**What this task involves:** Count the lines below that contain the word "pants", treating uppercase and lowercase letters as different. Reply with the number alone.

**Exercise materials:**
* * * * * * * * *
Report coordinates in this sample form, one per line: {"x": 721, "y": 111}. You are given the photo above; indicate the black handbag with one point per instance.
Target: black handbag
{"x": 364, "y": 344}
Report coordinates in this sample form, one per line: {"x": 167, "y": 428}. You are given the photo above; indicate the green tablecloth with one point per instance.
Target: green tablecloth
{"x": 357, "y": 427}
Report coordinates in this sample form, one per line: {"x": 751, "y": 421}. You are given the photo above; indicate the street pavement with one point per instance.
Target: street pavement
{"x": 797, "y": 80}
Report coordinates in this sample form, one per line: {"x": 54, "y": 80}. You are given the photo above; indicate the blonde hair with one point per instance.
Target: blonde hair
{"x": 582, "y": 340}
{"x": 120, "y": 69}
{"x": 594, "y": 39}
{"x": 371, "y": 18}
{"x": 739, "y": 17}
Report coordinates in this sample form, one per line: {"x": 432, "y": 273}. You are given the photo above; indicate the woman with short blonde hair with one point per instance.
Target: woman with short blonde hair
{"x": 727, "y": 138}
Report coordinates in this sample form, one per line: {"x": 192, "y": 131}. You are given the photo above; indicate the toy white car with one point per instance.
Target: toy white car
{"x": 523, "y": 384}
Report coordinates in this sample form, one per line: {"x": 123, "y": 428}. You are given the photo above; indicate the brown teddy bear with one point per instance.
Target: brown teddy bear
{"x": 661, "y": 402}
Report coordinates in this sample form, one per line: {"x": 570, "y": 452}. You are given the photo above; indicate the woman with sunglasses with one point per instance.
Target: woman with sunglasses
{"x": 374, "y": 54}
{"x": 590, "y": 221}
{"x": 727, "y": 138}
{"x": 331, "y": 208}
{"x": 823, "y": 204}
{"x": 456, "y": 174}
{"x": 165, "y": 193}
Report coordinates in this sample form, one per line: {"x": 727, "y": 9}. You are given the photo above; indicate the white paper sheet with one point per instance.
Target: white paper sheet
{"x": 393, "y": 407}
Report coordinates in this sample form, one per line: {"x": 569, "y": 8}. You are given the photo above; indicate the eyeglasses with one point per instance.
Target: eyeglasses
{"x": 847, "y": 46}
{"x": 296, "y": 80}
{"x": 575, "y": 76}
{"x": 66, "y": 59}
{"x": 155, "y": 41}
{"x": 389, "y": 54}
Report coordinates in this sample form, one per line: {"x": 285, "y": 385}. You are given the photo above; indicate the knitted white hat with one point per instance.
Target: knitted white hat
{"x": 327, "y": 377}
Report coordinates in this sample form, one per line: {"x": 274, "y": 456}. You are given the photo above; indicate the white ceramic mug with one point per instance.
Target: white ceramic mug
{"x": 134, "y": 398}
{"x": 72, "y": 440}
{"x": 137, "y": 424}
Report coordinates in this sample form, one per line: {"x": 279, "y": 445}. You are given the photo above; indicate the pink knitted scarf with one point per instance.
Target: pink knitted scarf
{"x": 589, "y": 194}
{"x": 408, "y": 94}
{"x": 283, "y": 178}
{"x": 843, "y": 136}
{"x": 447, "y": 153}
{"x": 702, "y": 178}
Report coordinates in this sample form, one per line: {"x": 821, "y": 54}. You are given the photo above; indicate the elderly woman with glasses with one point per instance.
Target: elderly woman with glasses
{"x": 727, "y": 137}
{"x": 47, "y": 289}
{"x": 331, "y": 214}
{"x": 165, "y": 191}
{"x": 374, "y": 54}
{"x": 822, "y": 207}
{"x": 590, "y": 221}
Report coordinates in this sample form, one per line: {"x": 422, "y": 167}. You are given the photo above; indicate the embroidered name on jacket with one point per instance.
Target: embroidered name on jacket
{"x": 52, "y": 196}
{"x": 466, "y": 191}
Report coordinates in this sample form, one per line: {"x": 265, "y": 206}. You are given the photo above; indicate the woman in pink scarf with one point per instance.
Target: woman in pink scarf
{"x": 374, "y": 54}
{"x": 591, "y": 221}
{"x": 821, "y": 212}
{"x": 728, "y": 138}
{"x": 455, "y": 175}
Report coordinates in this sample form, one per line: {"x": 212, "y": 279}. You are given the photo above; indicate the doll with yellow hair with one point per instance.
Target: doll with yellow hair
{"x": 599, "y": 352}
* * * * * * * * *
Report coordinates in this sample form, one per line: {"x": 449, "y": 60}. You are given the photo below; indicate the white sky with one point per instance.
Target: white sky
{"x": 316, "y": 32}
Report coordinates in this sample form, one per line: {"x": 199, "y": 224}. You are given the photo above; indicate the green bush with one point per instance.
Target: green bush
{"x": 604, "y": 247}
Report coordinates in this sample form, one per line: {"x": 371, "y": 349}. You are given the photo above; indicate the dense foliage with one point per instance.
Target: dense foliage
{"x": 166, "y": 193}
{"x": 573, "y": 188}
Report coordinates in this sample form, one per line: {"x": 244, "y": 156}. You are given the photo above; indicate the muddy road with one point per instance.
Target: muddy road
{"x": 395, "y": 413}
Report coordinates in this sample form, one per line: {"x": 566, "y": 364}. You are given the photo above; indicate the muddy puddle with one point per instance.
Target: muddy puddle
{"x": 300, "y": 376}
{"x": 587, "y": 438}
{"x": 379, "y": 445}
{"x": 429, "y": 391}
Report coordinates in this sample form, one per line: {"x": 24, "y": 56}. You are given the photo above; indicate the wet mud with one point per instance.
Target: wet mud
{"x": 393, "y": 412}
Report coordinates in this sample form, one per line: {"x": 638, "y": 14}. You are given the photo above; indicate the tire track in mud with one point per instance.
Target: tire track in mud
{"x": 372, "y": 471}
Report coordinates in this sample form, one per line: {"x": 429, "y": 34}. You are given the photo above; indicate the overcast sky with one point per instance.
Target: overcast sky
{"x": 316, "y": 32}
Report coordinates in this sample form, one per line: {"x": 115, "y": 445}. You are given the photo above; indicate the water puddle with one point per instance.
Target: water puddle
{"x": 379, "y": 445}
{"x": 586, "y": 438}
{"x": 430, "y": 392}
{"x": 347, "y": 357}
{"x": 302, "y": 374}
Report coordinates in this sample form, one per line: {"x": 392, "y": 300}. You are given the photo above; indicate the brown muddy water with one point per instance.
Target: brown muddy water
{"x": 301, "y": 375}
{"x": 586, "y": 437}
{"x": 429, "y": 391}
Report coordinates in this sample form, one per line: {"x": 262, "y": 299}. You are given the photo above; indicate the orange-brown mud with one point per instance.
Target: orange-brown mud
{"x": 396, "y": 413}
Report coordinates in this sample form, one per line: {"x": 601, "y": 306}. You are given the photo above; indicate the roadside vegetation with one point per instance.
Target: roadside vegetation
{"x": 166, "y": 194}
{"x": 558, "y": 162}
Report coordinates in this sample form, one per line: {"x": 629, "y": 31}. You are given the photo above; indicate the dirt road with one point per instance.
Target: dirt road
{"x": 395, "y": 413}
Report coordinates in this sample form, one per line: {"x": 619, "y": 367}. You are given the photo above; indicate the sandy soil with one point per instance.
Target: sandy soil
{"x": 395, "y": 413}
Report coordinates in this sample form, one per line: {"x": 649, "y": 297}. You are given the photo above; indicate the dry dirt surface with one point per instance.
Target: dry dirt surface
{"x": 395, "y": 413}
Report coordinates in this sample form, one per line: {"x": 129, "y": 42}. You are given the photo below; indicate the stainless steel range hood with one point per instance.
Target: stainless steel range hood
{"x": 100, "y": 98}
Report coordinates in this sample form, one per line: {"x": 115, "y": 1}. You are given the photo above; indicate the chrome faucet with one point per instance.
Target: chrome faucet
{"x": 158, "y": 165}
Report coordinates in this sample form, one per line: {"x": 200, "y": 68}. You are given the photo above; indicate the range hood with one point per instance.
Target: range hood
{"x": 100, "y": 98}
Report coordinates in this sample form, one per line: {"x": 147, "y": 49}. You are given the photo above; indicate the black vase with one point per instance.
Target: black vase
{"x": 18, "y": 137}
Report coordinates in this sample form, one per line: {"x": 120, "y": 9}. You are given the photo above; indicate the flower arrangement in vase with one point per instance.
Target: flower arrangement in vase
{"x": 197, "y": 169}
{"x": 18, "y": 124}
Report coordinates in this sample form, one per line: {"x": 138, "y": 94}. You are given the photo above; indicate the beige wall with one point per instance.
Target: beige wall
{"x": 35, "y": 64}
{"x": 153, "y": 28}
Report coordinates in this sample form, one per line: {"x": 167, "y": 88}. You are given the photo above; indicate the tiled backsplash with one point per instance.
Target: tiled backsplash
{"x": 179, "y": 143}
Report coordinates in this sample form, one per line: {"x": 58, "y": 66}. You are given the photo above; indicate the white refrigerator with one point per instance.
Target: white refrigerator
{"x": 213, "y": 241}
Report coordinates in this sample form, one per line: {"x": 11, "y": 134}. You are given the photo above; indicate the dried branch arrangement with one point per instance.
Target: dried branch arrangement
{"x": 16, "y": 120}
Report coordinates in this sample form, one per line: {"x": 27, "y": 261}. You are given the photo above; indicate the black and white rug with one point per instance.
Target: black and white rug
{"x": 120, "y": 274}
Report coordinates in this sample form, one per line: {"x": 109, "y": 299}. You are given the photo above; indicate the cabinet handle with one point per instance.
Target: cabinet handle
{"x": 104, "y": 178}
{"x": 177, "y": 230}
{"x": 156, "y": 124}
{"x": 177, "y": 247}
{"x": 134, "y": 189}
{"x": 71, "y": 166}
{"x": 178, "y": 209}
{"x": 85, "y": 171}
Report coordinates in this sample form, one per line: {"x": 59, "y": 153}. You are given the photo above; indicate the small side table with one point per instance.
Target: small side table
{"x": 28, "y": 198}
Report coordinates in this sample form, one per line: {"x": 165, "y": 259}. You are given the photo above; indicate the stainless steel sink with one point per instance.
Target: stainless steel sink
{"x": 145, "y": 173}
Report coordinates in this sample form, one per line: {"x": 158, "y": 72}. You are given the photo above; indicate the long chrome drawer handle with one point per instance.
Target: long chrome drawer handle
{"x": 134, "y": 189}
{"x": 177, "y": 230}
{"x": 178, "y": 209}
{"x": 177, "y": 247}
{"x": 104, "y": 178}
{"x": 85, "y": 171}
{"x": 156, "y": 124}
* * * * * * * * *
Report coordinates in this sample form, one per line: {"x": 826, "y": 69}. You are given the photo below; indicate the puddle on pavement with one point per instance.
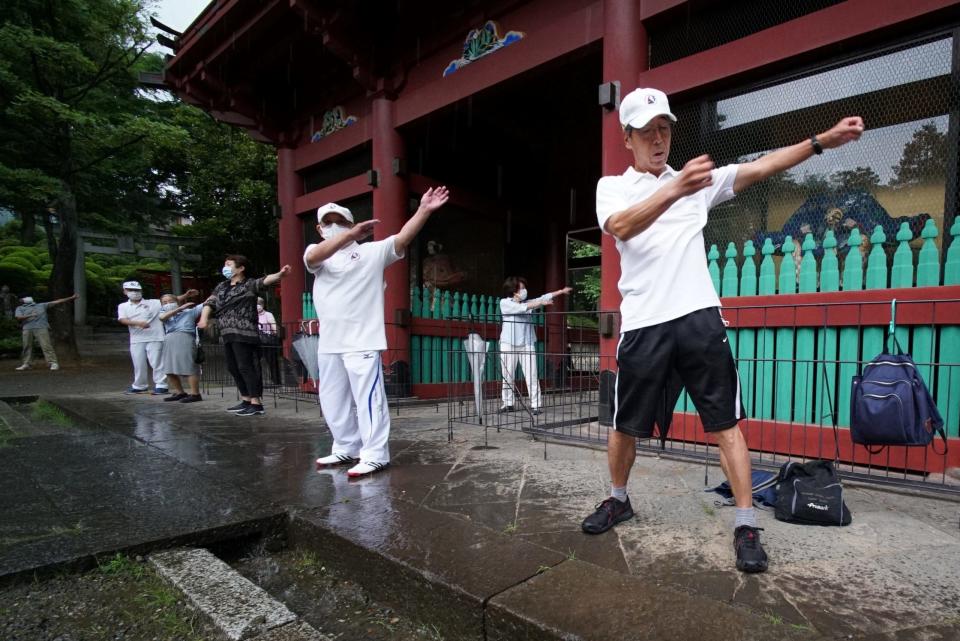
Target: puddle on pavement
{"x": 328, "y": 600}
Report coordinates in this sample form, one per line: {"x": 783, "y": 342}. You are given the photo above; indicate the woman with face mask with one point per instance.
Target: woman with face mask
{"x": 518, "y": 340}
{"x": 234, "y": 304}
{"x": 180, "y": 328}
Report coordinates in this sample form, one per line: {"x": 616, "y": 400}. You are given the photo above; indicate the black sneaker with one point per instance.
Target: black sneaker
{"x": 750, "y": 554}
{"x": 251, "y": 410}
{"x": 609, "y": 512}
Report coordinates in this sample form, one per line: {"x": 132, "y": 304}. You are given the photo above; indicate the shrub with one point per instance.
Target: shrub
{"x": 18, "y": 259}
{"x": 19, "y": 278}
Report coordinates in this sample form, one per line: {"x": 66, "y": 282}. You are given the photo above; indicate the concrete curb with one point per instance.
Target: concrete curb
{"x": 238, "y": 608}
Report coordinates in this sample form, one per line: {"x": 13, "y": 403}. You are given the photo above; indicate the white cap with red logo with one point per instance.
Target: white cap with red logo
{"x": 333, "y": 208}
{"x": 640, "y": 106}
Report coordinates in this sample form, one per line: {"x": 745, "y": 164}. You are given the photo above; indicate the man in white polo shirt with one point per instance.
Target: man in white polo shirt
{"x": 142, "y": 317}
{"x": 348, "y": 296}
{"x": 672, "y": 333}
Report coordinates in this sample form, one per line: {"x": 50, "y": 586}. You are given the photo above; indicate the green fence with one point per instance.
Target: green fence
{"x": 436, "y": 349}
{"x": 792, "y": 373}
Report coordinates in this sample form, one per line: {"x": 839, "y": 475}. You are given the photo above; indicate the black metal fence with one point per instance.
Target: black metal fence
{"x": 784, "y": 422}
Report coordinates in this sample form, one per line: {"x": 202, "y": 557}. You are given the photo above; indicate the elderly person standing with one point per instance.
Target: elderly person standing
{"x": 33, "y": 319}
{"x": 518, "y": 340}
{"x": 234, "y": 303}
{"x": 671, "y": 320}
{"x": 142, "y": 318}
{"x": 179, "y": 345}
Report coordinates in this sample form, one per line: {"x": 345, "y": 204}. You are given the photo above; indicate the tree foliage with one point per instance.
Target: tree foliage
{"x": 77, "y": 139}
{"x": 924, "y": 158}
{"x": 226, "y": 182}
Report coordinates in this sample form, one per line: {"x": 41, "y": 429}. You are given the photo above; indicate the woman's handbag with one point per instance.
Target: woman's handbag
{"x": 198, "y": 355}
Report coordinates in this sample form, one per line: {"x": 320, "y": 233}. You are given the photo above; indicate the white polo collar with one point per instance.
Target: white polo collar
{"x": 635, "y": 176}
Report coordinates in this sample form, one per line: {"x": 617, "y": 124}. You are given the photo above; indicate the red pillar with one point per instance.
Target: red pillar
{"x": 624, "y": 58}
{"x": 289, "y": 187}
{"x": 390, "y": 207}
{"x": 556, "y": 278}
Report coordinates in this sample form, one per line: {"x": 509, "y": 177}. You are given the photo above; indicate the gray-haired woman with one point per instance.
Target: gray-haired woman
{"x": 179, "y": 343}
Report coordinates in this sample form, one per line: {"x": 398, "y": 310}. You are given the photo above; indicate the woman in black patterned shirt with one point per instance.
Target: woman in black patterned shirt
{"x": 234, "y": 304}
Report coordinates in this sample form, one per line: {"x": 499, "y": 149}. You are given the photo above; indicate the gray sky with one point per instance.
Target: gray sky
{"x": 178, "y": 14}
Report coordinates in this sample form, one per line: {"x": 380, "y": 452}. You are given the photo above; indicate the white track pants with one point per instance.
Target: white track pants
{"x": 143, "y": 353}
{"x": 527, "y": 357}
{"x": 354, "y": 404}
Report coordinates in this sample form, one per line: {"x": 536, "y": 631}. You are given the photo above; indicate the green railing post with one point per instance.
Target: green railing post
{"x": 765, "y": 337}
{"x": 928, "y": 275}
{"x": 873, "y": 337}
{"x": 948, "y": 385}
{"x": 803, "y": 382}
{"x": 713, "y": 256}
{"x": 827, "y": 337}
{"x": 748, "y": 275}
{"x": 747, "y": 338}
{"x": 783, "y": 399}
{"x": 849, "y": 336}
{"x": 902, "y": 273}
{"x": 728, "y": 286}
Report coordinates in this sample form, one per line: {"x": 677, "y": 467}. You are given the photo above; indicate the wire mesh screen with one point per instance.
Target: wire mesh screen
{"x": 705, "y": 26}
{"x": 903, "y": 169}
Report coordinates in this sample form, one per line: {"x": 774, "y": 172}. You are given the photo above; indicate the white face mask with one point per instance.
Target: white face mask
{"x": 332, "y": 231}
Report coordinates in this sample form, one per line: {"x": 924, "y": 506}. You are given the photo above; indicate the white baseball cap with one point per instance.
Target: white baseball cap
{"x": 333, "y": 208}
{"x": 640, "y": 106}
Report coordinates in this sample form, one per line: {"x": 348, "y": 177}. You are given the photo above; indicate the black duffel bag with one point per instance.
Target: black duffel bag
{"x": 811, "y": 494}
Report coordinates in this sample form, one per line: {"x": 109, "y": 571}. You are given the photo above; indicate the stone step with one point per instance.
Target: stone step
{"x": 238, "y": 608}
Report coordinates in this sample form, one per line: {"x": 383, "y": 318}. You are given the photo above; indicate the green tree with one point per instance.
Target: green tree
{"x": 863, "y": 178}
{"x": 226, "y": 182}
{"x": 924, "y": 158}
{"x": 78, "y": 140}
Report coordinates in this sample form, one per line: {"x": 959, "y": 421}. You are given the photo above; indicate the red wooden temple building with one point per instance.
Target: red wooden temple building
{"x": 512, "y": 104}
* * * * * * * * *
**In response:** 2